- _Exercise material_:
[start]

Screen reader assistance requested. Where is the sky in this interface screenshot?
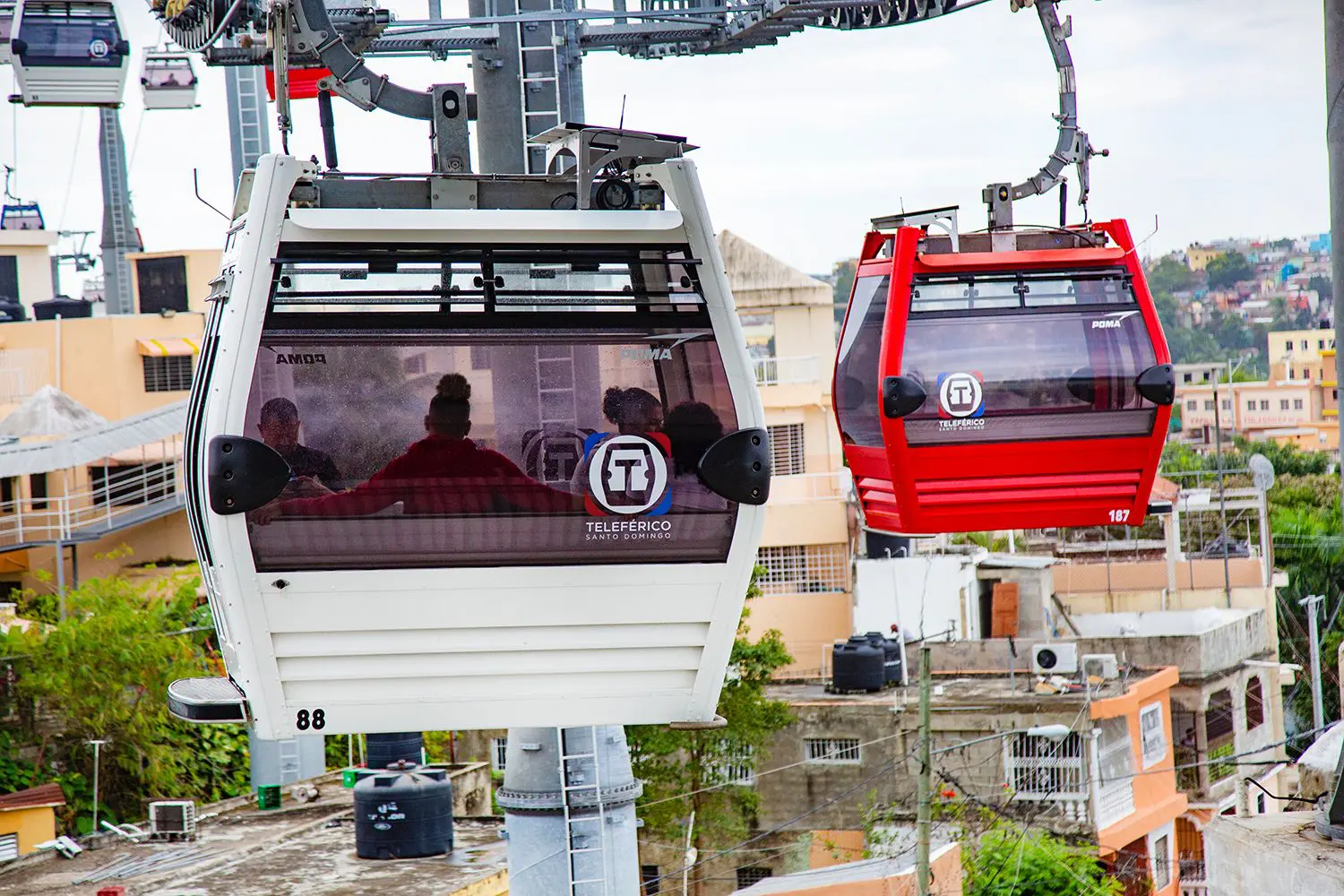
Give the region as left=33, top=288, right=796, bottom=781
left=0, top=0, right=1330, bottom=291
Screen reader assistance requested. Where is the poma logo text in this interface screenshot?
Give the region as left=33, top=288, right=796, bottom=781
left=621, top=345, right=672, bottom=361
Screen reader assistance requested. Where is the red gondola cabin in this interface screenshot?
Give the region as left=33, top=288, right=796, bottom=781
left=833, top=220, right=1175, bottom=533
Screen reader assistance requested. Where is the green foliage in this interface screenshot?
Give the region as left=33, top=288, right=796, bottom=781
left=1148, top=255, right=1195, bottom=293
left=961, top=825, right=1125, bottom=896
left=831, top=258, right=859, bottom=323
left=1204, top=251, right=1255, bottom=289
left=0, top=570, right=249, bottom=831
left=626, top=567, right=793, bottom=850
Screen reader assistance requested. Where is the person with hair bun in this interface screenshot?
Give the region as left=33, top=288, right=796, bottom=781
left=264, top=374, right=582, bottom=524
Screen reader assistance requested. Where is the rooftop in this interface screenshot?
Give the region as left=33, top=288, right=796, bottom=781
left=769, top=668, right=1159, bottom=710
left=0, top=775, right=507, bottom=896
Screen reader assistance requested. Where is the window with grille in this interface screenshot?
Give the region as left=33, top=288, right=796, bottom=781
left=140, top=355, right=195, bottom=392
left=1153, top=834, right=1172, bottom=890
left=1246, top=676, right=1265, bottom=731
left=709, top=740, right=755, bottom=786
left=89, top=463, right=177, bottom=506
left=738, top=866, right=774, bottom=890
left=757, top=544, right=849, bottom=594
left=803, top=737, right=859, bottom=763
left=1005, top=734, right=1088, bottom=799
left=766, top=423, right=806, bottom=476
left=136, top=255, right=187, bottom=314
left=29, top=473, right=47, bottom=511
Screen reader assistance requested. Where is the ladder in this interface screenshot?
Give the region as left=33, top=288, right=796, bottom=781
left=518, top=0, right=564, bottom=175
left=556, top=726, right=607, bottom=896
left=99, top=106, right=140, bottom=314
left=537, top=344, right=580, bottom=482
left=223, top=39, right=271, bottom=184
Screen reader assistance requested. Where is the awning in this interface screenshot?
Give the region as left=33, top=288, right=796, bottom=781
left=136, top=336, right=201, bottom=358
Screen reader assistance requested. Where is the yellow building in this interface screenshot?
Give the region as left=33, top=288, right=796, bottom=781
left=719, top=231, right=852, bottom=672
left=0, top=785, right=66, bottom=863
left=1185, top=243, right=1223, bottom=270
left=0, top=305, right=203, bottom=590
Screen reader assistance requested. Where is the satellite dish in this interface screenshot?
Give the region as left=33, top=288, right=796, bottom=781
left=1249, top=454, right=1274, bottom=492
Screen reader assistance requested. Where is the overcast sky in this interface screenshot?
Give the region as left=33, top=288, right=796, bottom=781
left=0, top=0, right=1328, bottom=291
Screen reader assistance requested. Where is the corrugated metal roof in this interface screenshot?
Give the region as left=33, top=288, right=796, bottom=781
left=0, top=399, right=187, bottom=477
left=976, top=554, right=1064, bottom=570
left=0, top=785, right=66, bottom=812
left=737, top=844, right=953, bottom=896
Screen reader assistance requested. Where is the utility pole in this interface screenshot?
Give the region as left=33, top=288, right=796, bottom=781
left=916, top=643, right=933, bottom=896
left=85, top=740, right=108, bottom=834
left=1325, top=0, right=1344, bottom=496
left=1214, top=360, right=1233, bottom=607
left=1298, top=594, right=1325, bottom=740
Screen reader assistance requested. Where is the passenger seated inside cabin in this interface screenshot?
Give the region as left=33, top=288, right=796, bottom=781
left=257, top=398, right=340, bottom=497
left=663, top=401, right=728, bottom=511
left=254, top=374, right=582, bottom=525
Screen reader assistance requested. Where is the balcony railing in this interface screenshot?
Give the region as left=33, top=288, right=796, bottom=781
left=752, top=355, right=819, bottom=385
left=0, top=348, right=48, bottom=404
left=0, top=458, right=182, bottom=549
left=771, top=468, right=852, bottom=504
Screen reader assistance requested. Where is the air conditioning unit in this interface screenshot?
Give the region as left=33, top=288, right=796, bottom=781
left=1031, top=642, right=1078, bottom=676
left=150, top=799, right=196, bottom=840
left=1081, top=653, right=1120, bottom=681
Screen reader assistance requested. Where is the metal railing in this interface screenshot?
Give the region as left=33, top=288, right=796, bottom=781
left=0, top=448, right=183, bottom=548
left=752, top=355, right=819, bottom=385
left=0, top=348, right=50, bottom=404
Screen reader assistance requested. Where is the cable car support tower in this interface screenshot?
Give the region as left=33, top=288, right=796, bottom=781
left=154, top=0, right=1113, bottom=896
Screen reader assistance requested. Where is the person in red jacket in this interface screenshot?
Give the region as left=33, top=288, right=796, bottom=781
left=255, top=374, right=582, bottom=524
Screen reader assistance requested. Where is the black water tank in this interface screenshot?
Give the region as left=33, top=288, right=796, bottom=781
left=32, top=296, right=93, bottom=321
left=831, top=635, right=886, bottom=692
left=863, top=530, right=916, bottom=560
left=863, top=632, right=900, bottom=686
left=365, top=731, right=425, bottom=771
left=355, top=769, right=453, bottom=858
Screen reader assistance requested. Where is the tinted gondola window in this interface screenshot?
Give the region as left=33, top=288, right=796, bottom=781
left=835, top=274, right=892, bottom=447
left=19, top=3, right=123, bottom=67
left=245, top=246, right=737, bottom=571
left=902, top=277, right=1156, bottom=444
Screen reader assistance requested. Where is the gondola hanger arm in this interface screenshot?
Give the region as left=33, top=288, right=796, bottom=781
left=981, top=0, right=1110, bottom=229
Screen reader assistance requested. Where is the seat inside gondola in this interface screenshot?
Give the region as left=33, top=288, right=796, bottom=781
left=245, top=246, right=738, bottom=573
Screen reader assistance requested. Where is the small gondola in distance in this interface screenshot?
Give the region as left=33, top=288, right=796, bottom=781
left=833, top=220, right=1175, bottom=533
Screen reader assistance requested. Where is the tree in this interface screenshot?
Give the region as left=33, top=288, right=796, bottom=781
left=1204, top=250, right=1255, bottom=289
left=961, top=825, right=1125, bottom=896
left=0, top=573, right=249, bottom=831
left=831, top=258, right=859, bottom=323
left=626, top=568, right=793, bottom=893
left=1148, top=255, right=1195, bottom=293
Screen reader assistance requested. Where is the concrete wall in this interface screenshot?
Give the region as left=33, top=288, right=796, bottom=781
left=854, top=555, right=980, bottom=638
left=1204, top=812, right=1344, bottom=896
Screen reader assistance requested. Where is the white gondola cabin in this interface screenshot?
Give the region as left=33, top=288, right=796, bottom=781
left=0, top=202, right=47, bottom=229
left=169, top=132, right=771, bottom=739
left=10, top=0, right=131, bottom=106
left=0, top=0, right=19, bottom=65
left=140, top=49, right=199, bottom=108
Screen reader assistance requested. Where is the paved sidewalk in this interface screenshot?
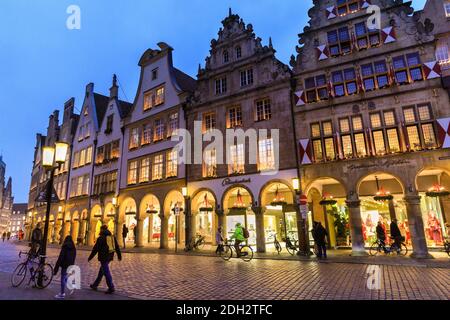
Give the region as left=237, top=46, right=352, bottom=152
left=32, top=243, right=450, bottom=268
left=0, top=272, right=130, bottom=300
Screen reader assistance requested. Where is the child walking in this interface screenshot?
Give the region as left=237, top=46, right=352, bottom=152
left=54, top=236, right=77, bottom=299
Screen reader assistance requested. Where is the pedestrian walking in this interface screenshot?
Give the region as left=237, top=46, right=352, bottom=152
left=122, top=224, right=129, bottom=249
left=216, top=227, right=224, bottom=254
left=54, top=236, right=77, bottom=300
left=88, top=225, right=122, bottom=294
left=30, top=222, right=43, bottom=256
left=313, top=221, right=327, bottom=259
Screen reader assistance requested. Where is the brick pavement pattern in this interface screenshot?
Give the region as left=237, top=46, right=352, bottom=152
left=0, top=245, right=450, bottom=300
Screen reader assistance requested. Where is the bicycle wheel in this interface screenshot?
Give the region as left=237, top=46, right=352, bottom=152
left=197, top=239, right=206, bottom=250
left=220, top=245, right=233, bottom=261
left=11, top=263, right=27, bottom=288
left=34, top=263, right=53, bottom=289
left=395, top=243, right=408, bottom=256
left=369, top=242, right=383, bottom=257
left=273, top=241, right=282, bottom=254
left=241, top=246, right=253, bottom=262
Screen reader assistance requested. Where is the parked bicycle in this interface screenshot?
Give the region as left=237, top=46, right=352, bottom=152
left=268, top=232, right=283, bottom=254
left=184, top=234, right=206, bottom=251
left=286, top=237, right=298, bottom=256
left=11, top=250, right=53, bottom=289
left=369, top=240, right=408, bottom=256
left=444, top=240, right=450, bottom=257
left=220, top=239, right=253, bottom=262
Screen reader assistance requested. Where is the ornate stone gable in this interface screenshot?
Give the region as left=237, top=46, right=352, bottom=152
left=190, top=9, right=291, bottom=104
left=290, top=0, right=434, bottom=73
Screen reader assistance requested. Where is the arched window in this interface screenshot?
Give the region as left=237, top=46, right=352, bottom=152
left=236, top=47, right=242, bottom=59
left=223, top=50, right=230, bottom=63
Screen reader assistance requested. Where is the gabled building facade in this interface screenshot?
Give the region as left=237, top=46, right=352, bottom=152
left=291, top=0, right=450, bottom=257
left=117, top=43, right=195, bottom=248
left=187, top=10, right=297, bottom=252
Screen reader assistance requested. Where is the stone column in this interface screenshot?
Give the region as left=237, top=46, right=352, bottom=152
left=404, top=194, right=433, bottom=259
left=252, top=207, right=266, bottom=253
left=159, top=213, right=169, bottom=249
left=134, top=217, right=144, bottom=248
left=388, top=200, right=397, bottom=221
left=88, top=219, right=97, bottom=247
left=346, top=199, right=367, bottom=257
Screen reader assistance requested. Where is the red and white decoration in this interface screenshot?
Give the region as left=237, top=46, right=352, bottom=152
left=381, top=27, right=397, bottom=43
left=423, top=61, right=442, bottom=79
left=437, top=118, right=450, bottom=149
left=361, top=0, right=371, bottom=9
left=327, top=6, right=337, bottom=20
left=300, top=139, right=312, bottom=164
left=316, top=45, right=330, bottom=61
left=295, top=90, right=306, bottom=107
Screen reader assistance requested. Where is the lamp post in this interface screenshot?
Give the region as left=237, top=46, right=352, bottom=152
left=38, top=142, right=69, bottom=282
left=292, top=178, right=310, bottom=256
left=181, top=187, right=192, bottom=248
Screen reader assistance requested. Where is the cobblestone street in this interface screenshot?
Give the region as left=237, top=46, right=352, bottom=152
left=0, top=244, right=450, bottom=300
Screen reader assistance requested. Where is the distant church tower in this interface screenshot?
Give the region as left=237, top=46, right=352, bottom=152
left=0, top=155, right=14, bottom=233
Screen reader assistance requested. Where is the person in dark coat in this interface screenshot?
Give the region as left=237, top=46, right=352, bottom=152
left=391, top=219, right=402, bottom=249
left=122, top=224, right=128, bottom=249
left=313, top=222, right=327, bottom=259
left=54, top=236, right=77, bottom=299
left=30, top=222, right=44, bottom=255
left=88, top=225, right=122, bottom=294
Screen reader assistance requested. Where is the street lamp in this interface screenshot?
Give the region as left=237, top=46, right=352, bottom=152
left=292, top=178, right=310, bottom=256
left=38, top=142, right=69, bottom=283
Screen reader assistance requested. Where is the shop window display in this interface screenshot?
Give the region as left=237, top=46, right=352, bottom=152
left=420, top=194, right=448, bottom=247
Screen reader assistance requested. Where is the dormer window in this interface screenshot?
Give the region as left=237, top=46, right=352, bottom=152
left=236, top=47, right=242, bottom=59
left=152, top=68, right=158, bottom=80
left=223, top=50, right=230, bottom=63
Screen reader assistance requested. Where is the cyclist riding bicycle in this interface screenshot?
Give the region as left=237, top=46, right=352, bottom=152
left=30, top=222, right=43, bottom=257
left=230, top=222, right=248, bottom=258
left=391, top=219, right=403, bottom=249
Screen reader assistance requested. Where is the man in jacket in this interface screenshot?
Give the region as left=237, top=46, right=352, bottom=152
left=231, top=222, right=247, bottom=258
left=88, top=226, right=122, bottom=294
left=391, top=219, right=402, bottom=250
left=30, top=222, right=43, bottom=255
left=313, top=222, right=327, bottom=259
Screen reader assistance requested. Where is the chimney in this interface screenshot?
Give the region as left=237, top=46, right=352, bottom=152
left=109, top=74, right=119, bottom=100
left=63, top=98, right=75, bottom=123
left=86, top=82, right=94, bottom=96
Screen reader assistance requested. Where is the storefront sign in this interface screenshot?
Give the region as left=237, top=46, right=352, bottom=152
left=348, top=159, right=411, bottom=171
left=222, top=178, right=252, bottom=187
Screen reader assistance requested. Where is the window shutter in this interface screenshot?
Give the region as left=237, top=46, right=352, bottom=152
left=316, top=45, right=330, bottom=61
left=423, top=61, right=442, bottom=79
left=326, top=6, right=337, bottom=20
left=381, top=27, right=397, bottom=43
left=295, top=90, right=306, bottom=107
left=300, top=139, right=312, bottom=164
left=437, top=118, right=450, bottom=149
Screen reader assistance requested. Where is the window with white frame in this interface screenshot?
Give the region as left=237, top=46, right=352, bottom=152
left=203, top=149, right=217, bottom=178
left=152, top=154, right=164, bottom=181
left=166, top=150, right=178, bottom=178
left=228, top=144, right=245, bottom=174
left=258, top=138, right=275, bottom=171
left=241, top=69, right=253, bottom=87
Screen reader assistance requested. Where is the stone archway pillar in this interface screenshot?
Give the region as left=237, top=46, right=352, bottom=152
left=134, top=217, right=144, bottom=248
left=404, top=194, right=433, bottom=259
left=88, top=219, right=97, bottom=247
left=346, top=199, right=368, bottom=257
left=159, top=213, right=169, bottom=249
left=252, top=207, right=266, bottom=253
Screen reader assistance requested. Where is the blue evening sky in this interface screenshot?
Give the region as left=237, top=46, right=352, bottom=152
left=0, top=0, right=425, bottom=202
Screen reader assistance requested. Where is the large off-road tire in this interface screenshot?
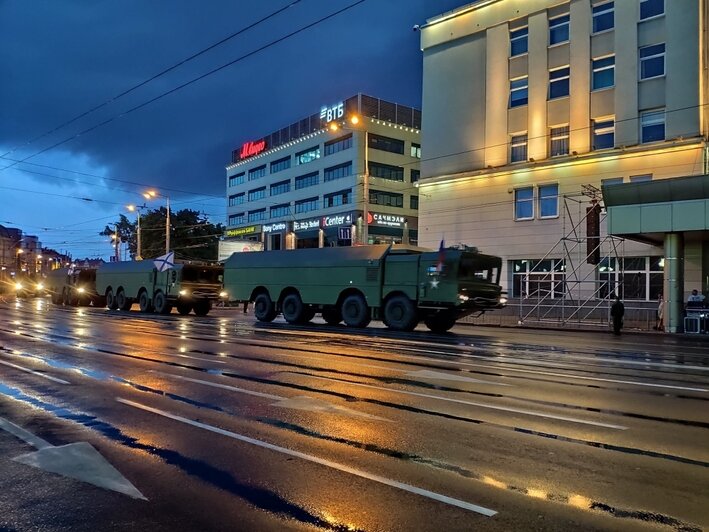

[end]

- _Task objective_: Reproduce the material starting at the line containing "Screen reader assistance requested. Where is the brick" and ending at the line containing "left=187, top=10, right=297, bottom=252", with "assistance" changed to "help" throughout and nothing else altered.

- _Worked solution_:
Screen reader help requested. Where is the brick pavement pattern in this interface screenshot?
Give the region as left=237, top=46, right=352, bottom=152
left=0, top=245, right=450, bottom=300
Screen reader help requested. Where is the bicycle wheel in this interface screenshot?
Give the region as left=237, top=46, right=352, bottom=152
left=197, top=239, right=206, bottom=250
left=220, top=245, right=233, bottom=261
left=11, top=263, right=27, bottom=288
left=34, top=263, right=53, bottom=289
left=395, top=243, right=408, bottom=256
left=369, top=242, right=383, bottom=257
left=273, top=241, right=282, bottom=254
left=241, top=246, right=253, bottom=262
Screen reader help requested. Where is the parked bicycle in this interface screenshot?
Give the region as left=237, top=46, right=352, bottom=152
left=268, top=232, right=283, bottom=254
left=184, top=234, right=206, bottom=251
left=286, top=237, right=298, bottom=256
left=11, top=250, right=53, bottom=289
left=369, top=240, right=408, bottom=256
left=444, top=240, right=450, bottom=257
left=220, top=239, right=253, bottom=262
Screen reader help requested. Where is the ornate stone gable in this interface screenshot?
Give the region as left=237, top=46, right=352, bottom=152
left=190, top=9, right=291, bottom=104
left=290, top=0, right=434, bottom=73
Screen reader help requested. Where is the arched window in this interface screenshot?
Give the region as left=237, top=46, right=352, bottom=152
left=236, top=47, right=242, bottom=59
left=223, top=50, right=230, bottom=63
Screen reader help requested. Where is the gabled building facade in this interface screenshot?
Give the region as left=237, top=46, right=352, bottom=152
left=291, top=0, right=450, bottom=257
left=117, top=43, right=195, bottom=248
left=187, top=10, right=297, bottom=252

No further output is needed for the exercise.